*Texto proporcionado*:
================================
Podemos tener lágrimas en los ojos, pero no ayudará. El mundo que conocimos hasta principios de este año, terminó y no volverá. Y con él, se llevó nuestra infancia. Antes de la COVID-19 éramos como niños destrozando la casa, haciendo travesuras mientras los padres trabajaban. Pero la COVID nos mostró que nuestros padres están aquí, aunque son invisibles. Y en lugar de llegar y gritarnos, enviaron una fuerza invisible con un nombre extraño, SARS-CoV-2, también conocido como el nuevo coronavirus, que nos envió a casa y nos dijo que nos quedáramos allí. Y cada vez que salimos, regresa y da otro golpe, hasta que aprendamos que debemos obedecer.
No nos gusta; queremos deshacernos de él, pero gradualmente nos damos cuenta de que no podemos y probablemente nunca podremos hacerlo, al menos hasta que hagamos lo que nos pide: «Estén separados y dejen de infectarse».
================================
*Entradas suministradas*:
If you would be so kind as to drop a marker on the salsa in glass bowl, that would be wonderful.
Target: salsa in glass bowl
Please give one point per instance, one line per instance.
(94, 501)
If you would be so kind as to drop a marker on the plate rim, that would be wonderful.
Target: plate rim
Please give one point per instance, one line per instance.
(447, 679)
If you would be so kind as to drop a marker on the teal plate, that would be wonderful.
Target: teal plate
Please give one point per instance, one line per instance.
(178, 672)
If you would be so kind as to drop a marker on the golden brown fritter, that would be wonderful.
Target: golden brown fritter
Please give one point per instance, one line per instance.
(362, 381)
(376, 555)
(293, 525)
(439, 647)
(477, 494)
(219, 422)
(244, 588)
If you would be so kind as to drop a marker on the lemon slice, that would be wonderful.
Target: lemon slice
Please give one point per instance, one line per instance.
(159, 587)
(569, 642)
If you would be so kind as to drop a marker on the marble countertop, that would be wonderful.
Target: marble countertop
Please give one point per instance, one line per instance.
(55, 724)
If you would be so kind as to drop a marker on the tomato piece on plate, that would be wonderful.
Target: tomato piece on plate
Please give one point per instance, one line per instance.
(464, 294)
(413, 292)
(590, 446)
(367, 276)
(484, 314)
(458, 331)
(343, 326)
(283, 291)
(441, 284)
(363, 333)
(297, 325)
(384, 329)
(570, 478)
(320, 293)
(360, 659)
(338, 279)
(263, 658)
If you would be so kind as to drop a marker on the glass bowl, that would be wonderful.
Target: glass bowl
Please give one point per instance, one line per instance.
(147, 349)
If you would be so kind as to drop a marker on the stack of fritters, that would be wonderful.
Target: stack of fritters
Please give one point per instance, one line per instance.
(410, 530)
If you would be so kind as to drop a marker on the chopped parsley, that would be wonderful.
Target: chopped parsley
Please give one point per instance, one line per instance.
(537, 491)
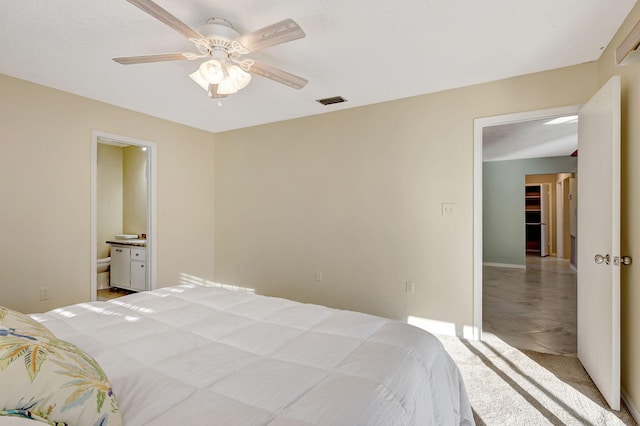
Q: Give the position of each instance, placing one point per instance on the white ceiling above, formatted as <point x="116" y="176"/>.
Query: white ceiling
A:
<point x="530" y="139"/>
<point x="366" y="51"/>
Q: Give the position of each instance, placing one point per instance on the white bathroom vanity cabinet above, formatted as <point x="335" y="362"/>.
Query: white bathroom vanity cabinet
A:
<point x="128" y="267"/>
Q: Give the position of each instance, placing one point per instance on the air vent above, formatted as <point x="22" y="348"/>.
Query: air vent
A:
<point x="333" y="100"/>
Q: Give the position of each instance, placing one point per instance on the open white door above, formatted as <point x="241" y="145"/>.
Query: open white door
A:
<point x="544" y="219"/>
<point x="599" y="240"/>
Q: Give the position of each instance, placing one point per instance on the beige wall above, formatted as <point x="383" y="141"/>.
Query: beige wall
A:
<point x="109" y="196"/>
<point x="45" y="193"/>
<point x="630" y="291"/>
<point x="134" y="194"/>
<point x="357" y="194"/>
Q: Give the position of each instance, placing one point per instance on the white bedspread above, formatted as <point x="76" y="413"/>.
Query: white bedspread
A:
<point x="196" y="355"/>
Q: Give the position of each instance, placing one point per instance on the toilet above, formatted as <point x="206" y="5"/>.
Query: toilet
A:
<point x="103" y="273"/>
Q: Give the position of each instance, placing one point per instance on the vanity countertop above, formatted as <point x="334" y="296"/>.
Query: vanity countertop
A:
<point x="135" y="243"/>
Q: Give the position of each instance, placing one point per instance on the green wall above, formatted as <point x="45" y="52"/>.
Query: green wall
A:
<point x="503" y="232"/>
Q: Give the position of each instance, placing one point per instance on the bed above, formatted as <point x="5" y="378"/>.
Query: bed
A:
<point x="207" y="355"/>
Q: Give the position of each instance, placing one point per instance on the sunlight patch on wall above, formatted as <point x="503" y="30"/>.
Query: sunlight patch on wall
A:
<point x="186" y="279"/>
<point x="441" y="327"/>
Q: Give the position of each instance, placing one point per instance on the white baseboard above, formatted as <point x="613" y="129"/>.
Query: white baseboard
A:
<point x="504" y="265"/>
<point x="633" y="410"/>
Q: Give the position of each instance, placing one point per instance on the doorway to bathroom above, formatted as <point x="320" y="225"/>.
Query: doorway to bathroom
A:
<point x="123" y="215"/>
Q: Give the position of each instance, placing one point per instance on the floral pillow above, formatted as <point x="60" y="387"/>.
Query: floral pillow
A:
<point x="48" y="379"/>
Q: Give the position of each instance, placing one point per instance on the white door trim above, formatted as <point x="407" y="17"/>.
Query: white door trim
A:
<point x="152" y="226"/>
<point x="478" y="125"/>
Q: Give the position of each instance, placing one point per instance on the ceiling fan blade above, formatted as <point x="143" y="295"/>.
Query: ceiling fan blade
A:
<point x="277" y="75"/>
<point x="166" y="18"/>
<point x="278" y="33"/>
<point x="131" y="60"/>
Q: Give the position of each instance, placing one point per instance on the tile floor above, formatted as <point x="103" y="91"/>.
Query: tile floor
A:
<point x="532" y="308"/>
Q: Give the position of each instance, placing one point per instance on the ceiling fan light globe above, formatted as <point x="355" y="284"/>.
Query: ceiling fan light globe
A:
<point x="211" y="71"/>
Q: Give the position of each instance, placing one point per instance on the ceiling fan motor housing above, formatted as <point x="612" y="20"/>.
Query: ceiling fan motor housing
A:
<point x="219" y="32"/>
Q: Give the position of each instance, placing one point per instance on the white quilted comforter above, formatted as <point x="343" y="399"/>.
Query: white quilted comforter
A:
<point x="198" y="355"/>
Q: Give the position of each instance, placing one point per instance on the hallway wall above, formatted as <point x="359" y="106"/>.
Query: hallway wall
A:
<point x="503" y="226"/>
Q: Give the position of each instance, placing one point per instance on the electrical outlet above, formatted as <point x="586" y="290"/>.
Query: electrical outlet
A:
<point x="448" y="209"/>
<point x="44" y="293"/>
<point x="409" y="287"/>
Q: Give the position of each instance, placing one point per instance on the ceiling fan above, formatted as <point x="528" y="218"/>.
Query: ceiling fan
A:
<point x="226" y="71"/>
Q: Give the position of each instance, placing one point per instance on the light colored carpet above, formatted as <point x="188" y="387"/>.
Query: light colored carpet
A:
<point x="508" y="386"/>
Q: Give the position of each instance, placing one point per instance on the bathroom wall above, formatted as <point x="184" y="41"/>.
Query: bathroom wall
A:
<point x="134" y="180"/>
<point x="110" y="184"/>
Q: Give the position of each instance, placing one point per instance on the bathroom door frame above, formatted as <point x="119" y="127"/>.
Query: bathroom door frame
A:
<point x="152" y="227"/>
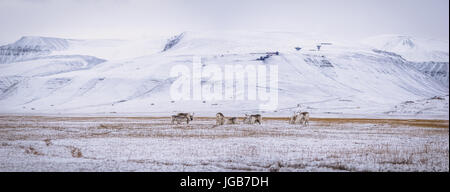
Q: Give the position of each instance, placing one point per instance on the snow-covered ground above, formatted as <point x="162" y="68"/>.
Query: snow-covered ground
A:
<point x="153" y="144"/>
<point x="52" y="76"/>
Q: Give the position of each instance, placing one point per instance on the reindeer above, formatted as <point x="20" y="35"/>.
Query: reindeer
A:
<point x="252" y="119"/>
<point x="300" y="118"/>
<point x="221" y="119"/>
<point x="182" y="116"/>
<point x="304" y="120"/>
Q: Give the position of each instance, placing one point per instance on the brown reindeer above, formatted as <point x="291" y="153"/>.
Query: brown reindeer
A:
<point x="221" y="119"/>
<point x="252" y="119"/>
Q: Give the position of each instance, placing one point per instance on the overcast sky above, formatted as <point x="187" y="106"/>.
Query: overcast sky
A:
<point x="344" y="19"/>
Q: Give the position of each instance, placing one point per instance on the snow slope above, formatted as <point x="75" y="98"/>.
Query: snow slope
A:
<point x="132" y="76"/>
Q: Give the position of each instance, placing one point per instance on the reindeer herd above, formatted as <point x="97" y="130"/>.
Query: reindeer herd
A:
<point x="301" y="118"/>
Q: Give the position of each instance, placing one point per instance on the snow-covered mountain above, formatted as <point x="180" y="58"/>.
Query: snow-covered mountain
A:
<point x="132" y="76"/>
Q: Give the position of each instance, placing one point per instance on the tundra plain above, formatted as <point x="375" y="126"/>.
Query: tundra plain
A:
<point x="49" y="143"/>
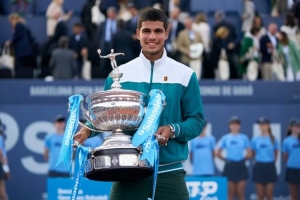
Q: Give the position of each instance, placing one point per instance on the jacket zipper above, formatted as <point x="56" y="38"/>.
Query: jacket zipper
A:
<point x="151" y="77"/>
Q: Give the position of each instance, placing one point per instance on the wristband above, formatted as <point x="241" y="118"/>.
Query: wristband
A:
<point x="5" y="168"/>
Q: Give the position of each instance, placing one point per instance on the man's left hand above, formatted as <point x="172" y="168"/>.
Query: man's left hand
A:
<point x="163" y="134"/>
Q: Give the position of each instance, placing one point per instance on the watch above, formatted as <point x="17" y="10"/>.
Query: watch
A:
<point x="172" y="131"/>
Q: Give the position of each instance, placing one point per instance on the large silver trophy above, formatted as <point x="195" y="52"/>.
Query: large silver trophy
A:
<point x="115" y="110"/>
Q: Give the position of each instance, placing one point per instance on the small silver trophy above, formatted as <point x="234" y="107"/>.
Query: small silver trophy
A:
================================
*Consigna de trabajo 1*: Indica si cada una de estas afirmaciones concuerda con el texto sobre la COVID-19: (a) el mundo anterior a este año volverá; (b) el texto da al nuevo coronavirus el nombre de SARS-CoV-2; (c) los padres llegaron y nos gritaron. Responde sí o no a cada una y cita literalmente las palabras del texto que lo deciden.
*Consigna de trabajo 2*: Duplica sin cambios el fragmento del texto sobre la COVID-19 que va desde «Podemos tener lágrimas» hasta «que debemos obedecer.», ambos incluidos.
*Consigna de trabajo 3*: Resume en dos oraciones el texto sobre la COVID-19.
Las filas proceden de una fuente distinta de la del texto.

*Solución de la tarea 1*:
(a) No: «terminó y no volverá».
(b) Sí: «una fuerza invisible con un nombre extraño, SARS-CoV-2, también conocido como el nuevo coronavirus».
(c) No: «en lugar de llegar y gritarnos, enviaron una fuerza invisible».

*Solución de la tarea 2*:
Podemos tener lágrimas en los ojos, pero no ayudará. El mundo que conocimos hasta principios de este año, terminó y no volverá. Y con él, se llevó nuestra infancia. Antes de la COVID-19 éramos como niños destrozando la casa, haciendo travesuras mientras los padres trabajaban. Pero la COVID nos mostró que nuestros padres están aquí, aunque son invisibles. Y en lugar de llegar y gritarnos, enviaron una fuerza invisible con un nombre extraño, SARS-CoV-2, también conocido como el nuevo coronavirus, que nos envió a casa y nos dijo que nos quedáramos allí. Y cada vez que salimos, regresa y da otro golpe, hasta que aprendamos que debemos obedecer.

*Solución de la tarea 3*: Antes de la COVID-19 éramos como niños que hacían travesuras mientras los padres trabajaban, pero ese mundo terminó y no volverá. Los padres invisibles enviaron el SARS-CoV-2, que nos mandó a casa y vuelve a golpear cada vez que salimos, y no podremos librarnos de él al menos hasta que hagamos lo que pide: estar separados y dejar de infectarnos.